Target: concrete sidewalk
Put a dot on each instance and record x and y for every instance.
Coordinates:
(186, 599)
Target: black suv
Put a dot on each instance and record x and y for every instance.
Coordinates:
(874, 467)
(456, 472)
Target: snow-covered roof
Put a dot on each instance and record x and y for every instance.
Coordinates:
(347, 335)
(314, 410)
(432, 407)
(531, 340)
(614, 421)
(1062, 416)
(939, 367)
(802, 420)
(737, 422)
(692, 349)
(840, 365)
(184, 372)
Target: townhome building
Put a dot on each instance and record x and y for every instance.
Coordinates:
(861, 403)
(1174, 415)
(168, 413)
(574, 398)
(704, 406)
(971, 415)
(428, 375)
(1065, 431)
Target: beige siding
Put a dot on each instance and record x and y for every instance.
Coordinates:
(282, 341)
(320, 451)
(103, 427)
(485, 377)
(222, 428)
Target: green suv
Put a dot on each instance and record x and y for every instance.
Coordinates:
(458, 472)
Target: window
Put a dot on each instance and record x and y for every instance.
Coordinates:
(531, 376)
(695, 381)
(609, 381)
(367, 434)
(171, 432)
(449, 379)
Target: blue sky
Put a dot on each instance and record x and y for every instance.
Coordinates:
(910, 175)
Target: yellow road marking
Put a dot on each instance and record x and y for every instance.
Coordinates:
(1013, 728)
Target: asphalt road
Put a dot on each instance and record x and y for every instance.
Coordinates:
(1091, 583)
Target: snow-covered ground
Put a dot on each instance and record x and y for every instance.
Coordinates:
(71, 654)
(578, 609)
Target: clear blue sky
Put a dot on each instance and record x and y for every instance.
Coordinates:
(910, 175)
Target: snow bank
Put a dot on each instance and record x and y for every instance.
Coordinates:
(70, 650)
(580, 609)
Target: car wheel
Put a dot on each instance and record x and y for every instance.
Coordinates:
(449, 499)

--------

• What to do
Each record above should be given again exactly as it appears.

• Your response
Target: concrete sidewalk
Put a dot on each instance and record x and y for every instance.
Coordinates:
(186, 599)
Target: black suv
Put a dot on each instance and record x and y for every instance.
Coordinates:
(874, 467)
(456, 472)
Target: snow-covered roof
Put a dot on each instance and record x and y for every instance.
Coordinates:
(347, 335)
(314, 410)
(432, 407)
(531, 340)
(614, 421)
(1062, 416)
(939, 367)
(802, 420)
(737, 422)
(692, 349)
(840, 365)
(184, 372)
Target: townhome building
Put a dot on each instance and record x and y for every instance.
Coordinates:
(861, 403)
(1174, 415)
(168, 413)
(574, 398)
(704, 406)
(971, 415)
(428, 375)
(1065, 431)
Target: beige siding
Put a dot on each instance and record x and y for every instance.
Coordinates:
(282, 341)
(320, 451)
(103, 427)
(485, 377)
(222, 428)
Target: green suv
Put a dot on each instance and record x and y for every instance.
Coordinates:
(458, 472)
Target: window
Put a dot on each instance and record x and y for every instance.
Coordinates:
(531, 376)
(695, 381)
(609, 381)
(367, 434)
(171, 432)
(449, 379)
Target: blue sky
Put a dot on each instance and record x and y for every instance.
Coordinates:
(910, 175)
Target: yellow road marking
Put a dot on each instance and record x and y for every instance.
Coordinates:
(1013, 728)
Target: asphalt road
Put a dot on each instance and record x and y for every instance.
Coordinates:
(1091, 583)
Target: snow-covered ground
Put a dot on each instance and record x and y for every instance.
Coordinates:
(71, 654)
(578, 609)
Target: clear blue sky
Put a dot on each instance and record x and y for every instance.
Coordinates:
(910, 175)
Target: snow bank
Put a dot on each instance and record x and y for every instance.
Coordinates:
(70, 650)
(580, 609)
Target: car wheel
Put a dot on each instance and record x and y for every instance.
Coordinates:
(449, 499)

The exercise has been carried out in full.